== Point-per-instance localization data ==
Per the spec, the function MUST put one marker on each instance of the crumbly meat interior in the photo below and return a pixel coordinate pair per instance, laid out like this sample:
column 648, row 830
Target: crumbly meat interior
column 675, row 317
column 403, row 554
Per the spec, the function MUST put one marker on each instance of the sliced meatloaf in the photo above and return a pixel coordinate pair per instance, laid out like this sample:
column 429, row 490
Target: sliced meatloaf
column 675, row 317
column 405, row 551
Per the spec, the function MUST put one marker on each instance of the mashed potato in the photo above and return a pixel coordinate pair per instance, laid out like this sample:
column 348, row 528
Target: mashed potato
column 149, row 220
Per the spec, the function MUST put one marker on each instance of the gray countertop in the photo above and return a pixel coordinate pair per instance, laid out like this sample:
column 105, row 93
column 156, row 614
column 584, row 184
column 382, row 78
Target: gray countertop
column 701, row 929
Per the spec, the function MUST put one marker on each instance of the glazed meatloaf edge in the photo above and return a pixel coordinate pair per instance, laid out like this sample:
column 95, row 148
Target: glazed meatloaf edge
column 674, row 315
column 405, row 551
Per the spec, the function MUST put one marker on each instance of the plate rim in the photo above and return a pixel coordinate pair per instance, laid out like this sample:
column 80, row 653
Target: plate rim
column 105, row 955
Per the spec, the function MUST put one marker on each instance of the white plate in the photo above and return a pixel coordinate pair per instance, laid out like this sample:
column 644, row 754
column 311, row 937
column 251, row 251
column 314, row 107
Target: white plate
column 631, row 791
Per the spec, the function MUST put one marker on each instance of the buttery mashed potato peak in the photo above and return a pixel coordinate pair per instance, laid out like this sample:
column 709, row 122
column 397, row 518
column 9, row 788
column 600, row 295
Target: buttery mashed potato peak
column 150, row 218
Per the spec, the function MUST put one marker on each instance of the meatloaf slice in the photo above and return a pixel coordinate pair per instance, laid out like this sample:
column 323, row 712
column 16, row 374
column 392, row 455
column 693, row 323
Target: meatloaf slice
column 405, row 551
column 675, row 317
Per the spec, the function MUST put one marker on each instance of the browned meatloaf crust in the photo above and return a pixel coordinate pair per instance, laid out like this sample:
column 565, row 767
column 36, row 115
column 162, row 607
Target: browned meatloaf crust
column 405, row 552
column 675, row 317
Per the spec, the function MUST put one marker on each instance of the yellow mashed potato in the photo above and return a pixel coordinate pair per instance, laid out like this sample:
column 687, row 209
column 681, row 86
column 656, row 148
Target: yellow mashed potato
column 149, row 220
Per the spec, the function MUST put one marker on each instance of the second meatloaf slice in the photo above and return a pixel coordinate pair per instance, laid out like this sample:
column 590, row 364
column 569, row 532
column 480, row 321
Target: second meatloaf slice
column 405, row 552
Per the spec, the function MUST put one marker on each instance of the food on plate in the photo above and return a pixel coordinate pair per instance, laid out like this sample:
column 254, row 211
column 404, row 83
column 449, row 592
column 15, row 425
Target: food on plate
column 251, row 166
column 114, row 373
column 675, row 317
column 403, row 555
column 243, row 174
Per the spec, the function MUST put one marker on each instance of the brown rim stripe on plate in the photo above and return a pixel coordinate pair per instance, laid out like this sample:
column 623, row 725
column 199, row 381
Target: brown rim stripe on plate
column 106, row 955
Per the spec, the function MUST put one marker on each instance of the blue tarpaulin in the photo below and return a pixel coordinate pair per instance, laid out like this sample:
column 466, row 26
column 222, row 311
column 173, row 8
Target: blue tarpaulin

== Task description ==
Each record must be printed again, word for word, with nothing dropped.

== Answer to this task ==
Per the spec, the function MUST put one marker on each instance of the crumbly meat interior in the photo below and return a pixel coordinate pair per instance, laid out like this sample:
column 648, row 830
Target: crumbly meat interior
column 675, row 317
column 403, row 554
Per the spec, the function MUST put one marker on each instance of the sliced meatloaf in the photo above and return a pixel coordinate pair per instance, laid out like this sample:
column 429, row 490
Target: sliced meatloaf
column 675, row 317
column 405, row 551
Per the spec, the function MUST put one marker on each instance of the mashed potato in the photo above and return a pixel coordinate pair per instance, laid out like this sample:
column 348, row 528
Target: mashed potato
column 149, row 220
Per the spec, the function MUST put one marker on each instance of the gray countertop in the photo above and return a pixel coordinate pair per instance, laid out like this sample:
column 105, row 93
column 156, row 614
column 584, row 184
column 382, row 78
Target: gray countertop
column 701, row 929
Per the spec, the function MUST put one marker on each instance of the glazed meatloaf edge in the photo above and return a pixel coordinate pair per instance, laid out like this sample:
column 95, row 148
Target: glazed meatloaf edge
column 674, row 315
column 405, row 551
Per the spec, the function MUST put one marker on each instance of the plate rim in the photo above and return a pixel coordinate pair per instance, laid out like this sample:
column 80, row 653
Target: plate rim
column 105, row 955
Per the spec, the function MUST put one marker on each instance of the white plate in the photo above and return a pixel coordinate pair per instance, laid out like this sample:
column 644, row 754
column 311, row 937
column 251, row 251
column 314, row 107
Target: white plate
column 631, row 791
Per the spec, the function MUST put one marker on each instance of the buttery mashed potato peak in the photo above and return a pixel coordinate pair per instance, laid out like this sample:
column 709, row 122
column 397, row 518
column 9, row 788
column 600, row 295
Target: buttery mashed potato peak
column 150, row 218
Per the spec, the function MUST put one marker on each instance of the meatloaf slice in the photo above and return a pixel coordinate pair per instance, laid out like this sample:
column 323, row 712
column 16, row 374
column 392, row 455
column 693, row 323
Target: meatloaf slice
column 405, row 551
column 675, row 317
Per the spec, the function MUST put one marker on each instance of the browned meatloaf crust in the photo above and return a pixel coordinate pair per instance, laid out like this sample:
column 565, row 767
column 36, row 115
column 162, row 607
Target: browned meatloaf crust
column 405, row 552
column 675, row 317
Per the spec, the function MUST put one marker on each instance of the yellow mashed potato in the photo above and return a pixel coordinate pair per instance, laid out like this sample:
column 687, row 209
column 681, row 86
column 656, row 148
Target: yellow mashed potato
column 149, row 220
Per the spec, the function MUST put one marker on each instance of the second meatloaf slice in the photo above and return a pixel coordinate pair per instance, laid out like this sample:
column 590, row 364
column 569, row 532
column 480, row 321
Target: second meatloaf slice
column 405, row 552
Per the spec, the function MUST put one marker on each instance of the food on plate in the photo above and return a pixel coordinate pair per instance, laid out like this sample:
column 254, row 211
column 404, row 83
column 449, row 592
column 15, row 425
Target: food on plate
column 251, row 166
column 114, row 373
column 675, row 317
column 403, row 555
column 243, row 174
Per the spec, the function MUST put one marker on each instance of the brown rim stripe on plate in the photo above and return a pixel coordinate pair per instance, laid out like this sample:
column 623, row 725
column 199, row 381
Target: brown rim stripe on plate
column 106, row 955
Per the spec, the function MUST put one marker on each instance of the blue tarpaulin in the photo below and return a pixel coordinate pair per instance, laid out like this sample:
column 466, row 26
column 222, row 311
column 173, row 8
Target: blue tarpaulin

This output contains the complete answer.